Page:
--------------------------------

Stereotypes, superstitions, and strikeouts: We spoke to Beau Ridgeway about being UT’s star pitcher
He drinks chocolate milk before every game
One of the proudest traditions at the University of Texas is undoubtedly baseball. The Longhorns are the proud owners of six national championships, which is the tied for the second most in the history of college baseball.
I caught up with star pitcher, Beau Ridgeway. Beau is a sophomore from The Woodlands in Houston and is as passionate about the game of baseball at they come. His heartfelt love for the game is undeniable.
Ridgeway is, the perfect representation of what an athlete should be: talented, genuine, and personable. Don’t be surprised if you find yourself rooting for #14 as he steps out on the mound the next time you go to a baseball game.
Last season, the final record was 25-32, that was tied for one of the worst seasons by a Texas team. What were your feelings about that?
Coming in as a freshman of course I was excited for the season. I didn’t really know what to expect. Obviously, I wanted to win more, but I kind of had mixed emotions. I was happy because I finished up my freshman year and had a good year, but our team record was a disappointment because we had the talent to do much better.
What did it mean to you to have played under Augie Garrido considering it was his last season?
It was amazing. Everyday coming to practice, I felt like I was getting to hang out with the legend, the greatest of all time. He taught all of us that even when you are not doing well and the fans aren’t on your side (cause our fans are brutal), you have to just stick with your team, your friends, and your family because they have your back.
How do you feel about this upcoming season?
I feel really good about it. The freshman class is amazing, they are the real deal. With the new coaching staff, they have made some big changes, and it’s a different feeling than last year.
You’ve said the best experience of your life was attending a Yankees game, how would winning a National Championship here compare?
It would blow it out of the water. I would do anything to win a championship here. Absolutely anything.
What has been your best experience at UT?
Playing at the Big 12 championship. That was a lot of fun just because it kind of brought back memories of being a little kid and you are sitting at the tournament, watching both teams scouting out who are gonna play the next game to advance.

--------------------------------

Rewrite everything in the interview from "Ridgeway is, the" down to "his last season?", substituting "first-year" for "freshman".

--------------------------------

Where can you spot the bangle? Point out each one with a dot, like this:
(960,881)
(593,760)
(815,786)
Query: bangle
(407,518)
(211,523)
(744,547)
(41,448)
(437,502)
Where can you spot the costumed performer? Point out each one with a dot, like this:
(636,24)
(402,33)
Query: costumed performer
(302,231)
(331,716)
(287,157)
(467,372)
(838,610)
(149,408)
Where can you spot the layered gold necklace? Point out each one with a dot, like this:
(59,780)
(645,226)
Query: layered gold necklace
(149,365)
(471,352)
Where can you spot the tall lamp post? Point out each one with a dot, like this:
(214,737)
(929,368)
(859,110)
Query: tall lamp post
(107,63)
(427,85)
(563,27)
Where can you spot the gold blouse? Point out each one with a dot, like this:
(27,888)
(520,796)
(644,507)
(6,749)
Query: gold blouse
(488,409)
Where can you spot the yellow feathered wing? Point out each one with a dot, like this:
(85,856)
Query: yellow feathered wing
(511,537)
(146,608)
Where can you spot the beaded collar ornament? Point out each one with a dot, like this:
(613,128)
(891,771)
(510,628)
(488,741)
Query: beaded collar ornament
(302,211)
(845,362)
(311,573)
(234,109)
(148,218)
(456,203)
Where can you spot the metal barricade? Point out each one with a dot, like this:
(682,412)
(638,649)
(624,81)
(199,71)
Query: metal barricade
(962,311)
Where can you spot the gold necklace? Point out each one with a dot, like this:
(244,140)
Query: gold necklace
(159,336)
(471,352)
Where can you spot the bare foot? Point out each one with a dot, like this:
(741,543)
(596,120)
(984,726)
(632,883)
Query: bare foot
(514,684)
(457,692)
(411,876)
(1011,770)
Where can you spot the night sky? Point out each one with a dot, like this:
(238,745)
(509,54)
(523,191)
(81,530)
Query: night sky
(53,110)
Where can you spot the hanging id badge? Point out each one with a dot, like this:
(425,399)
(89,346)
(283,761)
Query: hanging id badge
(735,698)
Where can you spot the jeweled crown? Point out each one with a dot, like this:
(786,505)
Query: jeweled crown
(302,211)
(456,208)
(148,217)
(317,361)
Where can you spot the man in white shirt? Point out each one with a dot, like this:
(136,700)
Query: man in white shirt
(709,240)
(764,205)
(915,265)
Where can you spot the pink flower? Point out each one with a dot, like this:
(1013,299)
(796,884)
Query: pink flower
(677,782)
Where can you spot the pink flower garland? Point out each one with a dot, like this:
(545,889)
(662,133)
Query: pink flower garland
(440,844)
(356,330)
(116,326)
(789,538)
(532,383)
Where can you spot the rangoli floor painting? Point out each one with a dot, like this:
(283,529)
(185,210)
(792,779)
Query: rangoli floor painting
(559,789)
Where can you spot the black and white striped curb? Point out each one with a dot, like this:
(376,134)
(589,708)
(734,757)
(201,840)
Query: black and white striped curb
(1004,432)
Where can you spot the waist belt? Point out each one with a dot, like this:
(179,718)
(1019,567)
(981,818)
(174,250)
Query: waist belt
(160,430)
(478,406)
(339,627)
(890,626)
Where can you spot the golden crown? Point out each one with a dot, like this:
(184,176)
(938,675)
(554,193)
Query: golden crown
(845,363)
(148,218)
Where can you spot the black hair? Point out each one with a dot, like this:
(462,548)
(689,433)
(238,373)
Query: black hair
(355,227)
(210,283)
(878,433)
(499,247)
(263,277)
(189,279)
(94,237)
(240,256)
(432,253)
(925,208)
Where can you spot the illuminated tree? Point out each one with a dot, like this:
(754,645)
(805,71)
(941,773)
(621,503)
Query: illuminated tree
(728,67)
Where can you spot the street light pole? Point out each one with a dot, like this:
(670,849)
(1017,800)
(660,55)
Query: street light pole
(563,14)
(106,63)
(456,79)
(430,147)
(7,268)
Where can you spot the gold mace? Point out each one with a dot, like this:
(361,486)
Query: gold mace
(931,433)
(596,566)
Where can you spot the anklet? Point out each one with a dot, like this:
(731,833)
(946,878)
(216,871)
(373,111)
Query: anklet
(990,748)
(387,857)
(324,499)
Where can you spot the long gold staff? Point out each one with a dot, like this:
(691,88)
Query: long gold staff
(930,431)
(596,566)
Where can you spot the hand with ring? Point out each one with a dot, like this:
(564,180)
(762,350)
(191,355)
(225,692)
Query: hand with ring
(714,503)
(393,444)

--------------------------------

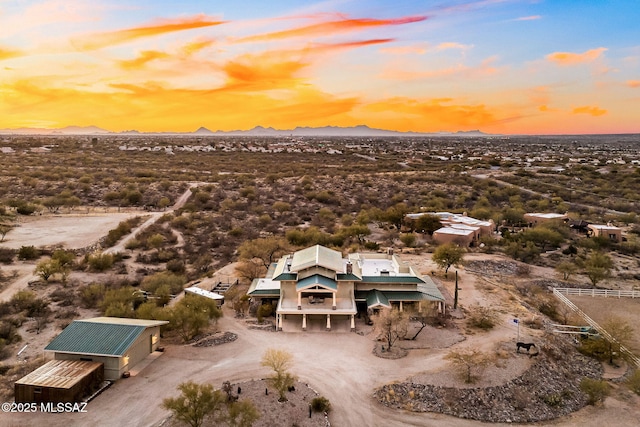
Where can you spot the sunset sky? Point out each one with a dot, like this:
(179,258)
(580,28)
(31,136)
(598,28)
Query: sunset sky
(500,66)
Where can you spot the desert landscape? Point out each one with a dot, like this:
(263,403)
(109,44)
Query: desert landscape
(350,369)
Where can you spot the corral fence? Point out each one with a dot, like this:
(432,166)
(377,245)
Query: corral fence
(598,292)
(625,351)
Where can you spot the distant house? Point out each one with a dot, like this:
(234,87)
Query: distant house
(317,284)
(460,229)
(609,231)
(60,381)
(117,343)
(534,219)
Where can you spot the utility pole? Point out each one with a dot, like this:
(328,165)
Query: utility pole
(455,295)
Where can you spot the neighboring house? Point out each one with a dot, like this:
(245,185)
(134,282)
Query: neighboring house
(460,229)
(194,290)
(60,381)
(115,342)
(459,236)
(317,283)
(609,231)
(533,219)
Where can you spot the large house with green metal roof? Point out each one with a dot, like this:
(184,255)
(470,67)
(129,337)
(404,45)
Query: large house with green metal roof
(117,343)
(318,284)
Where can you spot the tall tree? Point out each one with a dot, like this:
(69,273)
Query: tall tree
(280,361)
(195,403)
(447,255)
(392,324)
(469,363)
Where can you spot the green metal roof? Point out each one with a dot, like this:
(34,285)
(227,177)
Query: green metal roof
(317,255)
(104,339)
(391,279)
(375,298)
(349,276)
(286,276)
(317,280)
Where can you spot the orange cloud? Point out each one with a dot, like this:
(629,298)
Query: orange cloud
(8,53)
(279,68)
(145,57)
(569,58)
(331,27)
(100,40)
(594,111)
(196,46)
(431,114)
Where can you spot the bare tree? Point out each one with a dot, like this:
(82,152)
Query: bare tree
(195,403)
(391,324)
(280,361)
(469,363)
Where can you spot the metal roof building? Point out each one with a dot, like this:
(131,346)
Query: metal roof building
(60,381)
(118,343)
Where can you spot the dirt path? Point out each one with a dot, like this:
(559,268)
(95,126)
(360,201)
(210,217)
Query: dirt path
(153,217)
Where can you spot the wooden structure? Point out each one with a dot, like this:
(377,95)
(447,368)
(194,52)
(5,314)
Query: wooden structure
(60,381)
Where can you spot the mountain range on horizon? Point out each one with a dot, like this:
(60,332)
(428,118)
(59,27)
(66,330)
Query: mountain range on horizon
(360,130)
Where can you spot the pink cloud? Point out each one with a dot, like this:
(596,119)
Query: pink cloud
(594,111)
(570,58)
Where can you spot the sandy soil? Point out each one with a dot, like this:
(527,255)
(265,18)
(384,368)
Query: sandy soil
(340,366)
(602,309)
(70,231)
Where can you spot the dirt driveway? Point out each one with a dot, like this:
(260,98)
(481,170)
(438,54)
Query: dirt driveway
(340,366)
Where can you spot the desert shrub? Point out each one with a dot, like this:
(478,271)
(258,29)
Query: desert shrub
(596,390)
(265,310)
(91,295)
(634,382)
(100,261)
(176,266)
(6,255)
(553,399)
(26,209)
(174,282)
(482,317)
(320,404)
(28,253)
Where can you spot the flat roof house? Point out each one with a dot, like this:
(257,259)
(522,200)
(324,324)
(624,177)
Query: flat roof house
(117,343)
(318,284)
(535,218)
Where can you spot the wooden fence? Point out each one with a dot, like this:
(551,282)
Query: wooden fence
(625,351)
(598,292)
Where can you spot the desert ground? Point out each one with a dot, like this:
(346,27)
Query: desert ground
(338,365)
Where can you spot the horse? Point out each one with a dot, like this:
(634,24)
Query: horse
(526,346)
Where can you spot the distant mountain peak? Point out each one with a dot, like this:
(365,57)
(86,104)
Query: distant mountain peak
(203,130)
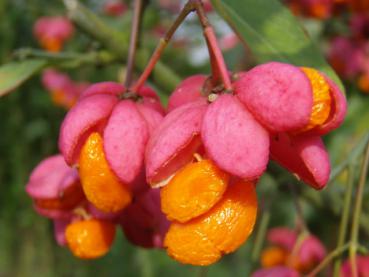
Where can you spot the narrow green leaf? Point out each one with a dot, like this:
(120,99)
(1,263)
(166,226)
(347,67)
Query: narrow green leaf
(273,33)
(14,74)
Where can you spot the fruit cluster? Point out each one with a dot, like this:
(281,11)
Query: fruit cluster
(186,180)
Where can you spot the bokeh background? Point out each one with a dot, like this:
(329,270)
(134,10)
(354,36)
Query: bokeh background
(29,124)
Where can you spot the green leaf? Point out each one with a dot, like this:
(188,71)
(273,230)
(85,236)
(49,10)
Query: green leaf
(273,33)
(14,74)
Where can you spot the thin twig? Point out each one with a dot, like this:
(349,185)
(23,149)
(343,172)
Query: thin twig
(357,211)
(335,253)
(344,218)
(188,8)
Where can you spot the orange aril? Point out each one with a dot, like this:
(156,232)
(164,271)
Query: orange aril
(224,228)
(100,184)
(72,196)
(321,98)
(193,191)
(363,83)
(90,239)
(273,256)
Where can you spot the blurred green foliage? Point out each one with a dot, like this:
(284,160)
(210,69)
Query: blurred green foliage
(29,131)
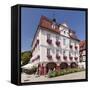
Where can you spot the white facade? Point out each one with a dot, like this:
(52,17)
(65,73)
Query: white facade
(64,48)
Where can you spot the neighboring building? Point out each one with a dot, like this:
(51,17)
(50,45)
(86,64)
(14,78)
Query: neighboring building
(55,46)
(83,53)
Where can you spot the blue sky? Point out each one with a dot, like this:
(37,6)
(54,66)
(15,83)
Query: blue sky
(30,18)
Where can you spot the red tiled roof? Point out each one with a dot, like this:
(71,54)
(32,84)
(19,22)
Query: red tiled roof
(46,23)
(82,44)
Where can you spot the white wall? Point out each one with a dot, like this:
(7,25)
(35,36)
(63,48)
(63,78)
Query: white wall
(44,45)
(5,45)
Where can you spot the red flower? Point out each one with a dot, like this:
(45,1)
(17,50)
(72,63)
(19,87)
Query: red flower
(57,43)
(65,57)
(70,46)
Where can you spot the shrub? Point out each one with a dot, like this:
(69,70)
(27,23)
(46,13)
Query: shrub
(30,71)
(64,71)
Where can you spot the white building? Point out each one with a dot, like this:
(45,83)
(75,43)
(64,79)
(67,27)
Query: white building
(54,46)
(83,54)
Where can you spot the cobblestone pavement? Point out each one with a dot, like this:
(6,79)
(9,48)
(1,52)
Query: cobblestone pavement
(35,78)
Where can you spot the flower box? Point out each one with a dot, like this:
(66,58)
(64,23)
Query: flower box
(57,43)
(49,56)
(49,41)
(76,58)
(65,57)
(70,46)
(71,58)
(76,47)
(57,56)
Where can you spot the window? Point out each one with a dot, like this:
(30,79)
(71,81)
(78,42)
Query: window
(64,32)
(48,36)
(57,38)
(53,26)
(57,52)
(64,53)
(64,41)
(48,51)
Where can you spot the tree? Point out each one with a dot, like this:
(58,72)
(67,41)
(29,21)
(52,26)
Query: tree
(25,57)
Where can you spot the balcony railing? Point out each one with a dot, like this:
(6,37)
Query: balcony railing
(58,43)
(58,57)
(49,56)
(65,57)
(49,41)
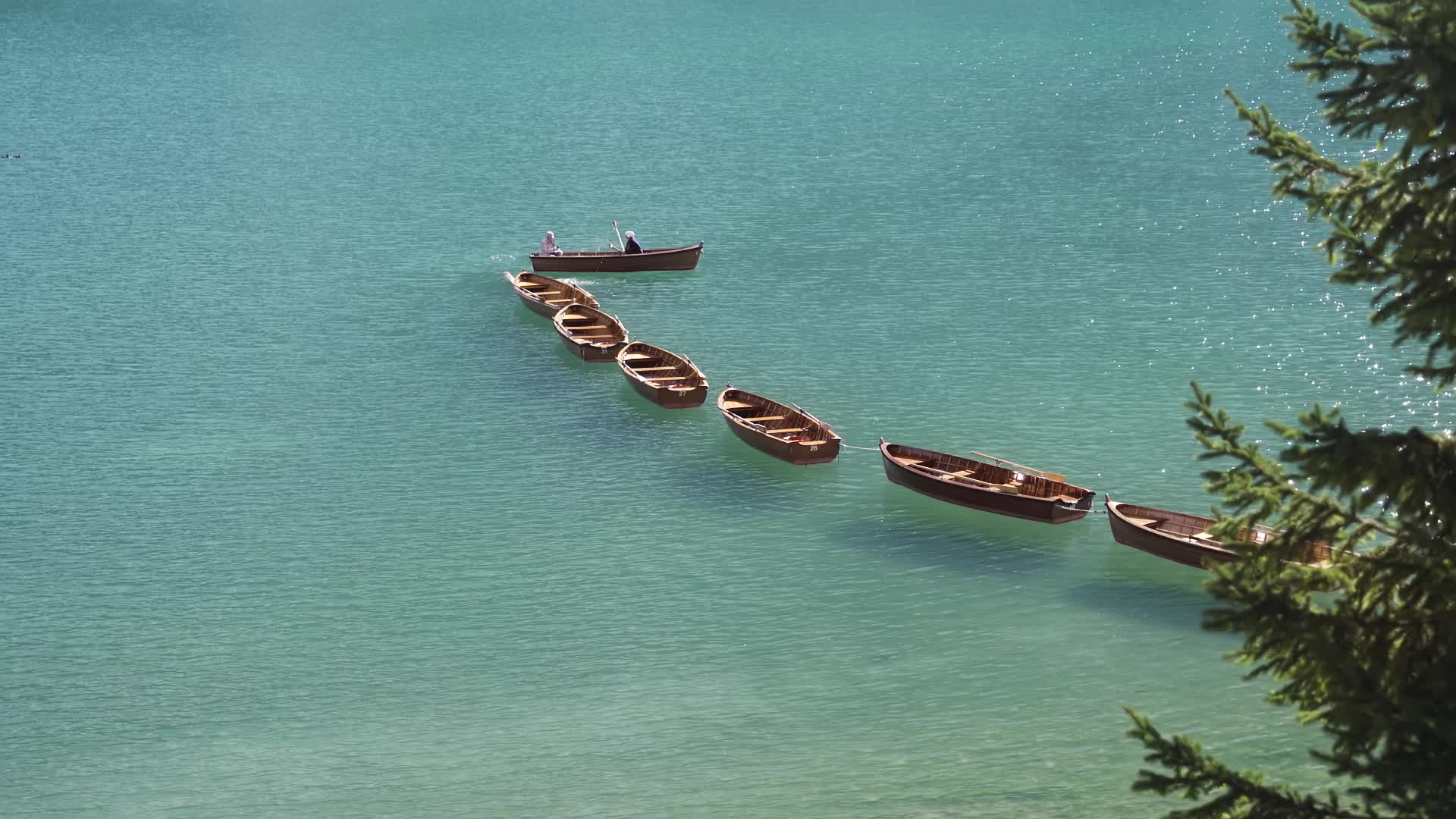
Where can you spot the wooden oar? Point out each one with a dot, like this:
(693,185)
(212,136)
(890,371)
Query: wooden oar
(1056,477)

--------------------------------

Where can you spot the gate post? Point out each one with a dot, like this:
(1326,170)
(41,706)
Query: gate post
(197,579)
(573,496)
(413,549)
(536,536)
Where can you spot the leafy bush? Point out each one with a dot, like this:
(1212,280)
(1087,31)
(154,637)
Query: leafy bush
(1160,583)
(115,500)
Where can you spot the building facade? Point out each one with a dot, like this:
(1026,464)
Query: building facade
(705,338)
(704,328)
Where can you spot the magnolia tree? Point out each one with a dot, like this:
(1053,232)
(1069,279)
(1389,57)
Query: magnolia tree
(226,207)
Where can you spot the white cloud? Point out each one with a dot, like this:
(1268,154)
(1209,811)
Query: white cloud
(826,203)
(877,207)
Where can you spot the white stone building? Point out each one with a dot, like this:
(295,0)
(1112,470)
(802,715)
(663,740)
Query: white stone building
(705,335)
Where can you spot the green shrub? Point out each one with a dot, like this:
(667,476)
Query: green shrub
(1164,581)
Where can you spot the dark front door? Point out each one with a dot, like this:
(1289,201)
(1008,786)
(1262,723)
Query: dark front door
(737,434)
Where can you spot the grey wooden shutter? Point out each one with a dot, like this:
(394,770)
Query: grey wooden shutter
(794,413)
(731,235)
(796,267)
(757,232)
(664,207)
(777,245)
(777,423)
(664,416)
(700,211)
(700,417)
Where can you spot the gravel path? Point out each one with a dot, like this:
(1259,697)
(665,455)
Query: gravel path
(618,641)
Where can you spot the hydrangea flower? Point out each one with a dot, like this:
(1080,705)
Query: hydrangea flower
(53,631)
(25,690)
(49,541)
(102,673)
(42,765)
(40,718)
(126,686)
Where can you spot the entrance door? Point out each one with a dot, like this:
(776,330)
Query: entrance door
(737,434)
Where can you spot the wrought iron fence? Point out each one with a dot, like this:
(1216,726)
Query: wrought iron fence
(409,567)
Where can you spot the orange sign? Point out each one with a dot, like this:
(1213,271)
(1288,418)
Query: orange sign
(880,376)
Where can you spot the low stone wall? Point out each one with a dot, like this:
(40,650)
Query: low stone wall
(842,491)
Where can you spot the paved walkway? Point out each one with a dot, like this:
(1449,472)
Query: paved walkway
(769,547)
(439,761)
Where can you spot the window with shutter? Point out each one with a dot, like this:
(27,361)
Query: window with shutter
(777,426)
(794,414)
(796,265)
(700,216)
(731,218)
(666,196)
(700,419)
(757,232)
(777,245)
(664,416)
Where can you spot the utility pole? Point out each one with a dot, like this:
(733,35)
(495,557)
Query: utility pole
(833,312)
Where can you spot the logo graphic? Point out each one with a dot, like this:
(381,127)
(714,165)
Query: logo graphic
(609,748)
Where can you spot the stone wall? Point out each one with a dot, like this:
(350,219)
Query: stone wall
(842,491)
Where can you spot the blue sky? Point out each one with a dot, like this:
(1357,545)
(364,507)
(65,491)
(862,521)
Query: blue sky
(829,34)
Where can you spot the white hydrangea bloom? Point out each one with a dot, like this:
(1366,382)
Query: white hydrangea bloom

--------------------------------

Exercise answer:
Ridgeway is, the perfect representation of what an athlete should be: talented, genuine, and personable. Don’t be surprised if you find yourself rooting for #14 as he steps out on the mound the next time you go to a baseball game.
Last season, the final record was 25-32, that was tied for one of the worst seasons by a Texas team. What were your feelings about that?
Coming in as a first-year of course I was excited for the season. I didn’t really know what to expect. Obviously, I wanted to win more, but I kind of had mixed emotions. I was happy because I finished up my first-year year and had a good year, but our team record was a disappointment because we had the talent to do much better.
What did it mean to you to have played under Augie Garrido considering it was his last season?